Given passage:
** Begin **

Abstract
The women of Myanmar lead particularly regimented and controlled livescompared to women in the West. This project takes, as it’s central drive, the
claim that photography can be used as a feminist tool to enact meaningful
social change. Myanmar is a particularly conservative and paternalistic society
and needs careful and specific approaches in helping change. For this project,
both in the thesis and the practice, I have devised in Myanmar various socially
engaged projects that show and explore how photography can be effective as a
tool for liberation, democracy, and equality. The thesis chapters also pursue this
feminist lens, seeing how photography, in a third world country, can help women
to re-think, re-conceive, and better their lives.
In essence, the research provides a new way to investigate women’s situations
in Myanmar using photography. The ethnographic research techniques such as
observation and in-depth interviews with Myanmar women photographers,
incorporated with the researcher’s experience as a Myanmar woman, enriched
the research findings and, together, they offer a rare account of Myanmar
women’s identity, narrative, and representations. Feminism is the key method
here in helping to create a new interpretation and sense of possibility about life
and female expression in Myanmar.

** End **

(Items from a dataset)
** Begin **

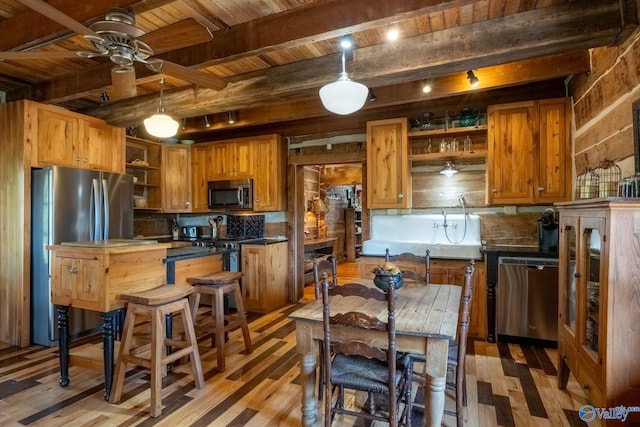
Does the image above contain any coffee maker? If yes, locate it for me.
[538,208,559,252]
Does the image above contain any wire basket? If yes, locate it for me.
[596,159,622,197]
[576,168,600,199]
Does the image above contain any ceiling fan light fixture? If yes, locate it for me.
[467,70,480,87]
[144,79,180,138]
[440,160,458,177]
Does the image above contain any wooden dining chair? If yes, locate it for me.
[384,248,431,283]
[411,260,475,427]
[322,276,412,427]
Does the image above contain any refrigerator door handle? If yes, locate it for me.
[102,179,109,240]
[90,178,102,240]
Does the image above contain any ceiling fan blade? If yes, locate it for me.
[138,18,213,55]
[18,0,96,36]
[0,50,78,61]
[148,60,228,90]
[110,67,138,101]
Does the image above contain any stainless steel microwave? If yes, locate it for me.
[207,179,253,210]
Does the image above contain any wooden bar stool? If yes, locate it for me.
[187,271,253,372]
[109,285,204,417]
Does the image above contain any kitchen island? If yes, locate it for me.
[47,240,170,400]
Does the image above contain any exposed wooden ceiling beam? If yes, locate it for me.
[179,52,590,137]
[0,0,140,51]
[27,0,473,103]
[86,0,637,125]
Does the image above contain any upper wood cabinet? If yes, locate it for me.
[252,135,287,212]
[191,134,287,212]
[191,144,215,212]
[487,98,571,204]
[31,104,125,173]
[162,144,191,212]
[367,118,411,209]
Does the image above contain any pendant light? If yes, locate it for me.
[320,38,369,115]
[144,77,180,138]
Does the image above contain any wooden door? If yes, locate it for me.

** End **

Work to complete: Continue the abstract on photography and women in Myanmar, picking up after its final sentence.

Result:
To inform and inspire the practice, this study also investigates the reasons
behind the lack of women photographers in Myanmar and the way that
photography can contribute to the debate concerning the emancipation of
women in Myanmar. In doing so, the research was able to develop educational
strategies for women, where free photography training was offered to Myanmar
women for the first time in Myanmar’s history. Consequently, this research
offers a new and original perspective of Myanmar women who are rarely seen
or given voice.
These research steps also contributed to two bodies of work, a self-portrait
series which challenges traditional concepts of identity and gender along with a
documentary project that aims to raise awareness of outdated gender
stereotypes in Myanmar culture, the two distinct bodies of work seen together
provide a critical commentary on the societal expectations that most women
experience growing up in Myanmar. The practice entwines with the thesis and
together they offer a unique perspective and foreground stories of Myanmar
women that have never been before told. The written thesis supports the
creative component of the research and also provides an understanding of the
use of photography in this research, which is a powerfully effective method in
bringing about change especially in the thinking of both men and women who
live in Myanmar.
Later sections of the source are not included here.